**Goal of the exercise:**
Set down exactly, from the records below, the line with "Q: Locate the watch" through the line with "Q: Locate the wrist", and nothing else.

**The data:**

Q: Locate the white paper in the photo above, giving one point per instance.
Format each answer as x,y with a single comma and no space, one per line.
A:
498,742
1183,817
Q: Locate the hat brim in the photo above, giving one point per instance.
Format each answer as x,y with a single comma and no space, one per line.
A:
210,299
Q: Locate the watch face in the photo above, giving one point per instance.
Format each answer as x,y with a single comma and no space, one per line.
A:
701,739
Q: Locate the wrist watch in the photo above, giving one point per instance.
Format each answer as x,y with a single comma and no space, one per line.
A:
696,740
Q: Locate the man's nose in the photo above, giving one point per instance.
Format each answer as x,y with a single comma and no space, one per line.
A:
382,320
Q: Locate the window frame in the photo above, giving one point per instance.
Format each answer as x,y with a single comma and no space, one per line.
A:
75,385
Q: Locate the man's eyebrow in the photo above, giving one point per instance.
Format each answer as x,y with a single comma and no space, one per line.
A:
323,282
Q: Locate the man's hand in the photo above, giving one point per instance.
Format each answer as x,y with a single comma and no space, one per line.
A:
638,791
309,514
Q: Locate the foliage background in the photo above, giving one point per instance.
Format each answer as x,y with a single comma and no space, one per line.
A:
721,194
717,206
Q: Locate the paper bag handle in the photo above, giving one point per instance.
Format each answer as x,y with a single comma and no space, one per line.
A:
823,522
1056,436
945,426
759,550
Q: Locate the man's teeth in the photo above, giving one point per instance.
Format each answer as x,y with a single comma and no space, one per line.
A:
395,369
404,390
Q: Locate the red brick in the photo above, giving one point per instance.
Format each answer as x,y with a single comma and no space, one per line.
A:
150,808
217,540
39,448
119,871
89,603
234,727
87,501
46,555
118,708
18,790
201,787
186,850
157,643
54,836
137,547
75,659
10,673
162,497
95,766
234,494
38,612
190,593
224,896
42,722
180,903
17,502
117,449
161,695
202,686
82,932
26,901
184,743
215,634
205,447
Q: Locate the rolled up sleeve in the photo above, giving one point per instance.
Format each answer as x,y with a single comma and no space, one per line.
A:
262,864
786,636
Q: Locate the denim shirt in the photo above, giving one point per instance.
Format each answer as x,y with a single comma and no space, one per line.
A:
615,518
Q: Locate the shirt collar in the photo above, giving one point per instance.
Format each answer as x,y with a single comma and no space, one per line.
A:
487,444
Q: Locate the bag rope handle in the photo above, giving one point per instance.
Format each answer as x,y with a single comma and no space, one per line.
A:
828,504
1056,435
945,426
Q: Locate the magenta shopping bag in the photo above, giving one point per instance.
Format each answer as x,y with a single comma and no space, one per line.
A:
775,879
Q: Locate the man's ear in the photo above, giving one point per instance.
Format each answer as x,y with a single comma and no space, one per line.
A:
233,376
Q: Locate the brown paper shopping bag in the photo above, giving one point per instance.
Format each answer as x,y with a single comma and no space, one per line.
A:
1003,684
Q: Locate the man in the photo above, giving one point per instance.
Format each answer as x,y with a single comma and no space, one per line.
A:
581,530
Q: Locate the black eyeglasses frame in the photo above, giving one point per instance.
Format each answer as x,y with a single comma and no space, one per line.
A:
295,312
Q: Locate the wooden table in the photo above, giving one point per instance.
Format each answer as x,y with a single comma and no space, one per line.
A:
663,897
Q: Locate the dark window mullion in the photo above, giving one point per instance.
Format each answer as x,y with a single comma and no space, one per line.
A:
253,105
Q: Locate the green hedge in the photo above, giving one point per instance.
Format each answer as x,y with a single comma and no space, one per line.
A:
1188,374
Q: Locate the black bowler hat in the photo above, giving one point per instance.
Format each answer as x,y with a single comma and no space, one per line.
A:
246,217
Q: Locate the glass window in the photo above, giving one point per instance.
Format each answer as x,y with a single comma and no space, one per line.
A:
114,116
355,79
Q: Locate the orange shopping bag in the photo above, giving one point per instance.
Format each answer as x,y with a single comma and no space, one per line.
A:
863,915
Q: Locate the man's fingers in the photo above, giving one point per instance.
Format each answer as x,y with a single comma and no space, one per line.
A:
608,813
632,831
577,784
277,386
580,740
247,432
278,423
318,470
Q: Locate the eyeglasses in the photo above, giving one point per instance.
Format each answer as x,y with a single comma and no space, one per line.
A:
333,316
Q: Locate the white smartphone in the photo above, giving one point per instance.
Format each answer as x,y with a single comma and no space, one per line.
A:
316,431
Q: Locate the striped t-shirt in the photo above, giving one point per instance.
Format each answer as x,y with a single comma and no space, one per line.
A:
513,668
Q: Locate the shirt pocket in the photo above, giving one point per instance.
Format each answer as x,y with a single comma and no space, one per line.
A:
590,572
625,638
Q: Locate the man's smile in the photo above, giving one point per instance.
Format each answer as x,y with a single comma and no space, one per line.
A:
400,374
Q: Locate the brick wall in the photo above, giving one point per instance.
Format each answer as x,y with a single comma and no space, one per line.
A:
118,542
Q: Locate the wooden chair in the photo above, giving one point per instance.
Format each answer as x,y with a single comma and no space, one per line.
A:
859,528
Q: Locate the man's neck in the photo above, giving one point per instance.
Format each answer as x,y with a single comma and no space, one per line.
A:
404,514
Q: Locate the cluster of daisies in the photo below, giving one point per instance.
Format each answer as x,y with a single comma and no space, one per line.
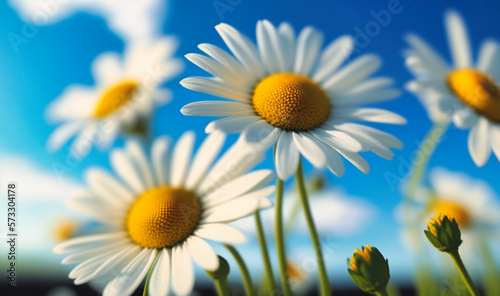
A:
161,203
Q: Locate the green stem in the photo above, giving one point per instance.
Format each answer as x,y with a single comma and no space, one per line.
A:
146,285
382,293
426,148
323,277
247,280
292,218
265,254
221,286
280,240
463,272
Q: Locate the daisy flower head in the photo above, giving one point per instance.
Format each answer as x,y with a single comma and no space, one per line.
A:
465,92
160,209
127,88
287,91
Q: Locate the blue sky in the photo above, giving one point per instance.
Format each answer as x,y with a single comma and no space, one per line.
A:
55,56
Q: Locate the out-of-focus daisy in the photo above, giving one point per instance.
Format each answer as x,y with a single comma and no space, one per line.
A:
464,92
286,90
472,203
126,91
161,210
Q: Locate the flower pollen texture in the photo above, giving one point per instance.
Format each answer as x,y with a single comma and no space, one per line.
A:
163,217
291,102
115,98
478,91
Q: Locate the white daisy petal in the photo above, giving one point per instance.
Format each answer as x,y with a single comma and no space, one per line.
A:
287,37
181,157
356,160
333,160
241,47
494,136
202,253
458,40
338,139
478,142
385,138
217,69
160,156
353,73
182,271
205,156
238,159
261,132
308,147
86,242
86,254
287,156
269,47
231,125
239,186
333,56
115,264
308,46
160,277
369,114
217,108
62,134
215,87
132,275
227,61
234,209
221,232
465,118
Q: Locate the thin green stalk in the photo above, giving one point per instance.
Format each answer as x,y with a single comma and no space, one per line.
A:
265,254
146,285
427,147
292,218
247,280
221,287
280,240
323,277
463,272
382,293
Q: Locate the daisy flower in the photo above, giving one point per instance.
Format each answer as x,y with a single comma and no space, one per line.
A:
287,91
160,210
463,92
127,88
471,202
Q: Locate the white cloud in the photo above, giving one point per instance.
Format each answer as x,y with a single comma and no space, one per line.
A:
130,19
33,182
334,212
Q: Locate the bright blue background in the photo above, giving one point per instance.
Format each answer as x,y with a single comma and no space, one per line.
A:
61,54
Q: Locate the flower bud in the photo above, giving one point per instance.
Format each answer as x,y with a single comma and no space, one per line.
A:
369,269
443,233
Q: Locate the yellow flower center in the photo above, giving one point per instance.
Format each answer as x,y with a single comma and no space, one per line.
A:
478,91
291,102
163,217
115,98
453,210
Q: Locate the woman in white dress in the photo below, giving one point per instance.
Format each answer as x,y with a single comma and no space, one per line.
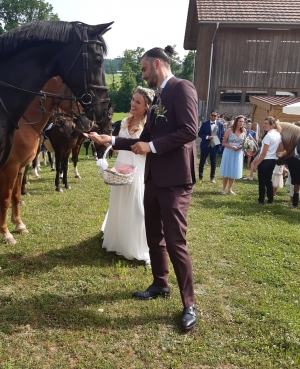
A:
124,226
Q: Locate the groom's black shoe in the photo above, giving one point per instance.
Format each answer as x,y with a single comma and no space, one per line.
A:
189,318
152,292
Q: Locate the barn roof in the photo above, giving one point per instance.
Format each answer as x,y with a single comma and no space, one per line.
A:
276,100
256,11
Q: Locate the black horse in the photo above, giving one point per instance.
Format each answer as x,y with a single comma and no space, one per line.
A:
32,54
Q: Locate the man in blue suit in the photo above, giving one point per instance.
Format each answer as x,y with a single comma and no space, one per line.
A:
211,133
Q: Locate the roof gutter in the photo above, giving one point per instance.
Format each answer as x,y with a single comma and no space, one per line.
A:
210,67
266,24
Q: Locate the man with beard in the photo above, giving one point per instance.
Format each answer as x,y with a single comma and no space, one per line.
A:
168,140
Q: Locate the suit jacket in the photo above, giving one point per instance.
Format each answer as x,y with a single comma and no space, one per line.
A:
205,131
173,136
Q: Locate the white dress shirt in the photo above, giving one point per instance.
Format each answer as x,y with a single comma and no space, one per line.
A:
113,139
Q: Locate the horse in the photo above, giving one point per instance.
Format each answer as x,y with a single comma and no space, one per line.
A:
30,55
24,149
105,128
64,137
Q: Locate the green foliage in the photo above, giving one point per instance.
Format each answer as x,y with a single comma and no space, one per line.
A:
131,77
14,13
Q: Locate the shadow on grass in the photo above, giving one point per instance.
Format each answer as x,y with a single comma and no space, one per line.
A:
53,311
88,252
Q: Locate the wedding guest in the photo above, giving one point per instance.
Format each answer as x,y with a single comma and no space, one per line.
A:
266,161
231,167
277,178
168,139
250,132
210,131
124,225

**Response:**
Q: Locate the watch face in the photo above, giving one point per instance.
Format each answer as x,y with a single comma and no space, one per line.
A:
701,739
Q: Locate the wrist watch in the photo above, giving one point per instance.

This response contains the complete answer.